**Schriftliche Aufgabe 1**
Gib die Zeilen der Liste von der Zeile mit „slices, one line per instance.“ bis einschließlich der letzten Zeile der Liste noch einmal wieder und tausche darin „Quickstart“ gegen „Kurzanleitung“ aus. Alles andere bleibt unverändert.

**Ausgangstext**
************

Bevor ich die Modelle vorstelle, ein paar Worte zu den Originalen und deren Urhebern. Die Stücke entstanden in einem Zeitrahmen von vier Jahren: 2001 (Thomas Adès’ Orchestergesang mit dem Titel Brahms und Jörg Widmanns Doppelkonzert Polyphone Schatten für Viola, Klarinette und Orchestergruppen) und 1997–99 (Olga Neuwirths Musiktheaterstück Bählamms Fest).[2] Die Komponisten waren damals ungefähr gleich alt; ihre Geburtsdaten liegen nicht mehr als fünf Jahre auseinander: 1971 (Adès), 1973 (Widmann), 1968 (Neuwirth). Wahrscheinlich kann man sagen, sie gehörten derselben Generation an.

************

**Vorgegebene Einträge**
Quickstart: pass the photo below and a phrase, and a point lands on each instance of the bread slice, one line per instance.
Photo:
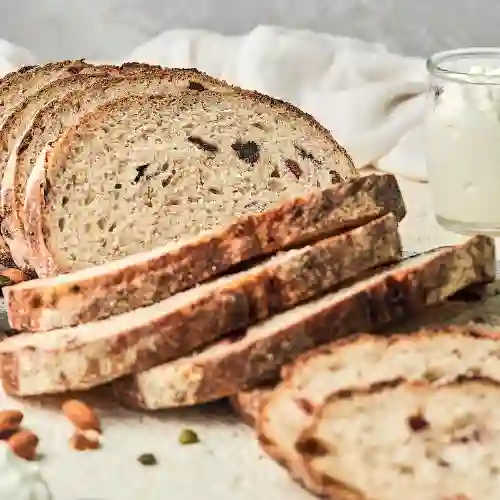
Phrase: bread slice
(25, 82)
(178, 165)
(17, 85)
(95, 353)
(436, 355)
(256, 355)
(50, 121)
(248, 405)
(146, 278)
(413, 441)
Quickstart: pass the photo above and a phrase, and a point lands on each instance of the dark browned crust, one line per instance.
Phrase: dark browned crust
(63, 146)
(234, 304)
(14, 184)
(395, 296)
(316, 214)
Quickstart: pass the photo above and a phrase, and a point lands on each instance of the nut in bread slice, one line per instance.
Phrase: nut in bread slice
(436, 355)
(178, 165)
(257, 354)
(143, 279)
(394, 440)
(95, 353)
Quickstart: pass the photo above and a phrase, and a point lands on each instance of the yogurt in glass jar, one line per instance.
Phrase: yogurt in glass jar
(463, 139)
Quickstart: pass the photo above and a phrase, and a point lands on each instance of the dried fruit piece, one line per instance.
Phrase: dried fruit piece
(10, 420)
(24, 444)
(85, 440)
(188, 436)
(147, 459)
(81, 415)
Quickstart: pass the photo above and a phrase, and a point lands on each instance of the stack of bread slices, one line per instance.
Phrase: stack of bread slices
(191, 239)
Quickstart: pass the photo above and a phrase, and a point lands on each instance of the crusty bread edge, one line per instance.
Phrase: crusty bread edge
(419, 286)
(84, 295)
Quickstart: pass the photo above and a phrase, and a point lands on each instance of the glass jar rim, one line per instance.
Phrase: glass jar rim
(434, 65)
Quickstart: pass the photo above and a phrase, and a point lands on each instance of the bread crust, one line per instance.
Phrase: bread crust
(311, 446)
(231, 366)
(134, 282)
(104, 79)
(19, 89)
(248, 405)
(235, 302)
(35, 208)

************

**Schriftliche Aufgabe 2**
Schreibe aus dem Ausgangstext die Stelle von „Bevor ich die“ bis einschließlich „derselben Generation an.“ wortgetreu ab.

**Ausgearbeitete Antwort 1**
Kurzanleitung: pass the photo above and a phrase, and a point lands on each instance of the stack of bread slices, one line per instance.
Phrase: stack of bread slices
(191, 239)
Kurzanleitung: pass the photo above and a phrase, and a point lands on each instance of the crusty bread edge, one line per instance.
Phrase: crusty bread edge
(419, 286)
(84, 295)
Kurzanleitung: pass the photo above and a phrase, and a point lands on each instance of the glass jar rim, one line per instance.
Phrase: glass jar rim
(434, 65)
Kurzanleitung: pass the photo above and a phrase, and a point lands on each instance of the bread crust, one line per instance.
Phrase: bread crust
(311, 446)
(231, 366)
(134, 282)
(104, 79)
(19, 89)
(248, 405)
(235, 302)
(35, 208)

**Ausgearbeitete Antwort 2**
Bevor ich die Modelle vorstelle, ein paar Worte zu den Originalen und deren Urhebern. Die Stücke entstanden in einem Zeitrahmen von vier Jahren: 2001 (Thomas Adès’ Orchestergesang mit dem Titel Brahms und Jörg Widmanns Doppelkonzert Polyphone Schatten für Viola, Klarinette und Orchestergruppen) und 1997–99 (Olga Neuwirths Musiktheaterstück Bählamms Fest).[2] Die Komponisten waren damals ungefähr gleich alt; ihre Geburtsdaten liegen nicht mehr als fünf Jahre auseinander: 1971 (Adès), 1973 (Widmann), 1968 (Neuwirth). Wahrscheinlich kann man sagen, sie gehörten derselben Generation an.